**EXERCISE BRIEF:** Find the line that contains "If you could spot the open" in the records below, then repeat exactly that line and each one after it, leaving pictures out.

**MATERIAL FOR THIS TASK:**
################
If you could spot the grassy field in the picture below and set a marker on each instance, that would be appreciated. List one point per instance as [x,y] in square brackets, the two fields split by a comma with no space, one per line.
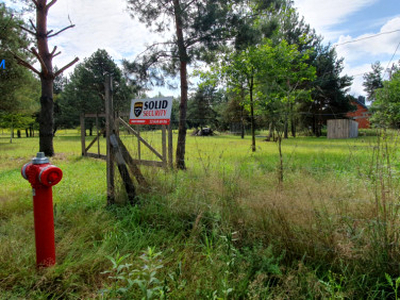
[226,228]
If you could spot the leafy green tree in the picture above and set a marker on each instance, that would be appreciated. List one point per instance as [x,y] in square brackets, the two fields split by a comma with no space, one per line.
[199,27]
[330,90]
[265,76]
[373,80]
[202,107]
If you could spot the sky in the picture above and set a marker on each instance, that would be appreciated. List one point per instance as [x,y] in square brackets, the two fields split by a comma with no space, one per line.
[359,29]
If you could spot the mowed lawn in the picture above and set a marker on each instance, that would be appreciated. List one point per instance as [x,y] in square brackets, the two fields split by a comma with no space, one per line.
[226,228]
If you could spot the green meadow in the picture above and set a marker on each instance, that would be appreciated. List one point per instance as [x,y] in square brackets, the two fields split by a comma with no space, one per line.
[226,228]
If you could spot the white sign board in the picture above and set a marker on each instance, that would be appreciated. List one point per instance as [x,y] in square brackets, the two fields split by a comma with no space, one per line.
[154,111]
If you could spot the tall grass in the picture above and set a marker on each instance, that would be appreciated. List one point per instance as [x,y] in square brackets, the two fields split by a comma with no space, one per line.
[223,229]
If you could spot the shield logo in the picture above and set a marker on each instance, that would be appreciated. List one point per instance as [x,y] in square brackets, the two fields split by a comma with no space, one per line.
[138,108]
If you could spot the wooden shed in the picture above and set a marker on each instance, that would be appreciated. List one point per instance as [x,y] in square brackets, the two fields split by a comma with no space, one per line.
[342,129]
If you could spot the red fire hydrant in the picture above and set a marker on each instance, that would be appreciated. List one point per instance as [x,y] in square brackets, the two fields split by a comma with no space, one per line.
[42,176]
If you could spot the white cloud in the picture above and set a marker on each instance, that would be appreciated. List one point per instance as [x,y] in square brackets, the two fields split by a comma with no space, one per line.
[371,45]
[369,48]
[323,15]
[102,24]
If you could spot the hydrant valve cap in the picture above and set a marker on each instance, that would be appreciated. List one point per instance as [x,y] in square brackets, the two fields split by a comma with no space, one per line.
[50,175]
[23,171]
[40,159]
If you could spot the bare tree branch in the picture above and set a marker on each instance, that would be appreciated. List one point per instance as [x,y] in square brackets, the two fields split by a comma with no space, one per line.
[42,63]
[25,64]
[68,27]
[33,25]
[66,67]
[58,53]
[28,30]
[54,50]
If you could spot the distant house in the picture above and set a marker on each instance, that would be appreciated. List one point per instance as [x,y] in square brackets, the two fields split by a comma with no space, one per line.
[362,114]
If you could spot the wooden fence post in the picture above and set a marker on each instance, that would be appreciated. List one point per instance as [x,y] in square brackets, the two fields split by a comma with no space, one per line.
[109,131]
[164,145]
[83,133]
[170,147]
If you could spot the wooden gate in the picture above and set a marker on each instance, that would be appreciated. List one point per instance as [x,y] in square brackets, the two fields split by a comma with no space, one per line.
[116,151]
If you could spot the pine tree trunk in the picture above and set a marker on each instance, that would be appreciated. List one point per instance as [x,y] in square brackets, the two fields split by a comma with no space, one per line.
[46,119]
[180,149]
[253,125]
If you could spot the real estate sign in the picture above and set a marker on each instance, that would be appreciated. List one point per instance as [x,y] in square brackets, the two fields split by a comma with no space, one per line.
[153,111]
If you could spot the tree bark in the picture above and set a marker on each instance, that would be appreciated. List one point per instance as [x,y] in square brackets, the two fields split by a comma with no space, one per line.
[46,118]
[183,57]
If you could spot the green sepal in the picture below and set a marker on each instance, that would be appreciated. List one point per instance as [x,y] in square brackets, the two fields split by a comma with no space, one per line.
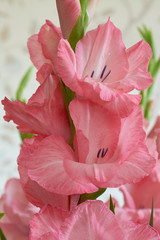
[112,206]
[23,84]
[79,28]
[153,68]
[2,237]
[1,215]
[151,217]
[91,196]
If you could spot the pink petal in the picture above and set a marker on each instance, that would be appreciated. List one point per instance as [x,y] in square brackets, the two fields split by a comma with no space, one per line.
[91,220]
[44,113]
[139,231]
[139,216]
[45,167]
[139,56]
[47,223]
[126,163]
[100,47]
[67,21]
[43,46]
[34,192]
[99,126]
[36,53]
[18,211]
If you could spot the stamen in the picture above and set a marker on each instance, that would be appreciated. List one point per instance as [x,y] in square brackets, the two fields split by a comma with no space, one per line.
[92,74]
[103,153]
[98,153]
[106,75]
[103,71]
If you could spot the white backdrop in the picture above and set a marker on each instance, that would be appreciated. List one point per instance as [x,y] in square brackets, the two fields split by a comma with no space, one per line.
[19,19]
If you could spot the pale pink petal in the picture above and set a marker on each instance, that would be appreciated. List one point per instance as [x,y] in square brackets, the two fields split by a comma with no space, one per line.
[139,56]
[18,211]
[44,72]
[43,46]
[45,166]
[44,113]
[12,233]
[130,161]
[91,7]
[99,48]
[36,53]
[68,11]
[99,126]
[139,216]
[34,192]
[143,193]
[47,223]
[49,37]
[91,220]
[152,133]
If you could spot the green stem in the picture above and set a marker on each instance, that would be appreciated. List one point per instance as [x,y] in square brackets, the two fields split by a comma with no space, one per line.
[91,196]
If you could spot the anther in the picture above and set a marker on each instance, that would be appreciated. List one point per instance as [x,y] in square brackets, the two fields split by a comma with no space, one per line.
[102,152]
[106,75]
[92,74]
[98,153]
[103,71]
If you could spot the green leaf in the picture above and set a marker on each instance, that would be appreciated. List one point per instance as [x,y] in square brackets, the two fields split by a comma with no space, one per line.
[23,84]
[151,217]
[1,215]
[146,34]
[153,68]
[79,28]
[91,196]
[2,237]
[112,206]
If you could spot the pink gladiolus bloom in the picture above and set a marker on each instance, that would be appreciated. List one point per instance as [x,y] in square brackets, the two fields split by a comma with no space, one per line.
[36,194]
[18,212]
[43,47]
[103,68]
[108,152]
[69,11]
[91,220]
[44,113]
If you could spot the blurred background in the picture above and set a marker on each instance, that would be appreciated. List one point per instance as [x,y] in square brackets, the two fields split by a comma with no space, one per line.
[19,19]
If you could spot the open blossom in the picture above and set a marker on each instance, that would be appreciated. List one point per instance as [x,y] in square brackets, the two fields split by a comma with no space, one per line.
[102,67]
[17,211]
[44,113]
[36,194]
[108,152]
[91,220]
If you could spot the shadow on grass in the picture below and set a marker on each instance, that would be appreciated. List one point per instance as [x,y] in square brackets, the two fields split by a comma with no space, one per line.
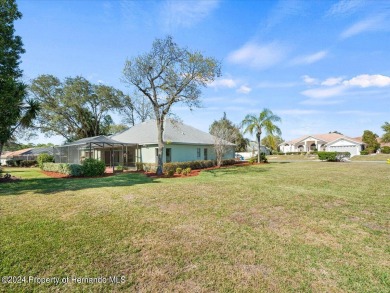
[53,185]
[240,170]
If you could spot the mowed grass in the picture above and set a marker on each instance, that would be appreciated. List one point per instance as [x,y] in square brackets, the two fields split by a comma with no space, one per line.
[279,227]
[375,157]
################
**EXERCISE SOLUTION:**
If you could spot the open blossom in the picture above and set a marker on each instance, that would be appreciated. List one point per instance as [x,y] in square brackets, the two fields split by a comma with no space, one per line.
[102,67]
[17,211]
[44,113]
[36,194]
[108,152]
[91,220]
If you could spot the shadow on grass in the picture below and set a marker on each instance, that would be appreciated. List one point per instance as [x,y] in square brackets, the two fields split by a comma with no space, one per line.
[53,185]
[240,170]
If you could spot the mowed grass in the picture above and set a marker on each instance, that would be appreciated. List one point per instance as [x,y] in square brackets, the two fields split by a comma with no space, one per line.
[279,227]
[375,157]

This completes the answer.